* [Work instructions]
- a) In the forum thread about integrating ESM2 with SAP, for how many epochs was the SAP model trained?
- b) Can you continue the forum thread about integrating ESM2 with SAP, starting after its last reply?

Open YaoQ opened 9 months ago
Hi, Thank you for your integrating ESM2 work. I have some questions, as follows: 1.Does the key point SAP in the paper only provide the model parameters, such that it's difficult to integrate into esm2? 2.Why the accuracy of the bigger dataset HP-S lower than that of small dataset HP-S2C2? Does it means there is more overfitting problem in the small dataset, even the sequences have less than 50% identity according to the author? I'll appreciate to you reply.
We use AlphaFoldDB (Jumper et al., 2021) for SAP protein pre-training. We filter the data with sequence length and data quality and finally get 270K data. ESM-1B (Rives et al., 2019) and ESM-IF (Hsu et al., 2022) backbone are used to process the sequence and 3D coordinate inputs, and an average pooling layer is applied to the final-layer token representations of ESM models and get protein embeddings. A momentum encoder with τ = 1.0, momentum encoder coefficient α = 0.9999 and memory bank of size 65, 536 is used and the model is trained for 4 epochs, with AdamW optimizer, weight decay 10 −12 , batch size 512 and an initial learning rate 10 −6 decayed with OneCycle (Smith & Topin, 2019) decay scheduler.
So SPA is only compatible with ESM-1B, so when I train the classification, I just only use esm-2b pretrain module without SAP.
HP-S Total:182305 train:145844
test:36461
HP-S2C5 Total: 1040 Train: 936
Test: 104
you see HP-S is much bigger than HP-S2C5 dataset. According to my training results, using a larger model of ESM2 can unearth more sequence information, thereby improving accuracy.
You are right, when I train the esm2_t33_650M on HP-S2C5, it gets 93.75%, when I test it on HP-S, the accuracy is only 38.92%.

* [Material supplied]
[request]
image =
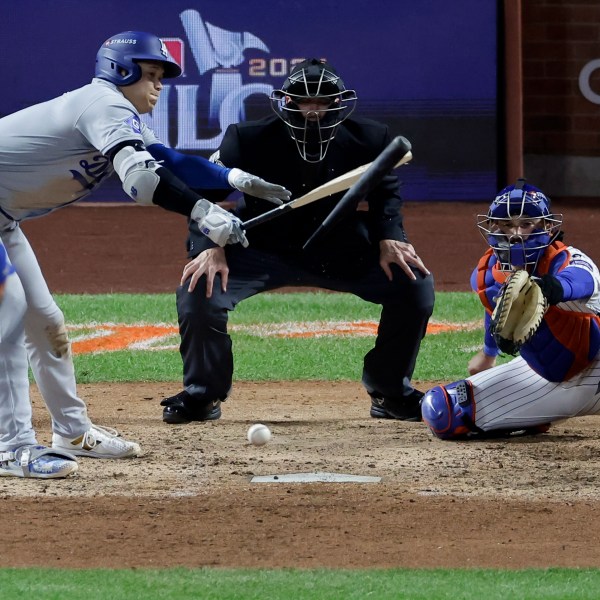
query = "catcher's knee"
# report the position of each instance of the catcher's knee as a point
(449, 410)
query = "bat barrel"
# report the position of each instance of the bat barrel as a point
(392, 154)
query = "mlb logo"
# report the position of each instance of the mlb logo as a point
(176, 50)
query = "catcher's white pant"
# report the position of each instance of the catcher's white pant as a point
(513, 396)
(30, 307)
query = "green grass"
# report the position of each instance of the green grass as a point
(262, 584)
(442, 357)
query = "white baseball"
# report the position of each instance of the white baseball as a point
(259, 434)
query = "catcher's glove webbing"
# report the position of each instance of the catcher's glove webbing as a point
(519, 311)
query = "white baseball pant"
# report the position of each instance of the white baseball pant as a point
(44, 339)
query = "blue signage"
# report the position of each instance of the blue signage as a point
(428, 69)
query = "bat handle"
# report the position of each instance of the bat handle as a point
(271, 214)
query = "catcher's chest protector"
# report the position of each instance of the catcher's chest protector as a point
(566, 341)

* [Exercise results]
- a) 4 epochs.

- b)
老哥好呀,我也在深圳。昨天简单看了你的repo,发现你只是把esm的代码照搬过来了,没有get到这篇论文的精髓。他ESM的模型参数是冻住了,但是在每个注意力层的q和v都添加了用于微调的LoRA层(这些层可学习的,Hu E J, Shen Y, Wallis P, et al. Lora: Low-rank adaptation of large language models[J]. arXiv preprint arXiv:2106.09685, 2021.),还有一些sparse层也是可以学习的。建议你看看这个仓库esm/module/Transformers以及esm/sparse_multihead_attention/SparseMultiheadAttention 呢。注意rank参数和use_sparse参数,这些都是微调相关的。祝好运!
Thank you for your great work, I am very interested in it.
I have managed to upgrade the hotprotein framework from ESM1 to ESM2, this is the repo I finetune the esm2 models with d1_1_classification.pkl and HP-S2C2 data, then test the mean accuracy for 10 folders of HP-S2C2 dataset.
Also, I finetune the ESM2 models and test it with HP-S dataset.
Then I have several questions:
Why do you train the esm1b and linear model with different loss, optimizer and scheduler. I checked the ESM1b module attributes of each layers' weights, requires_grad is False. that means when we finetune classification function, we just train the linear layer only.
I try to train the hotprotein with deepspeed, now it supports distribute training with multiple GPU in FP16 dtype, but the accuracy is worse. I only test esm2_t6_8M on HP-S2C2 dataset, the best Accuracy for d1_1_classification is only 84.26%, but I finetune esm2_t6_8M classification without deepspeed, it gets 90.36%.
If you have any suggestion, let me know. Thank you very much.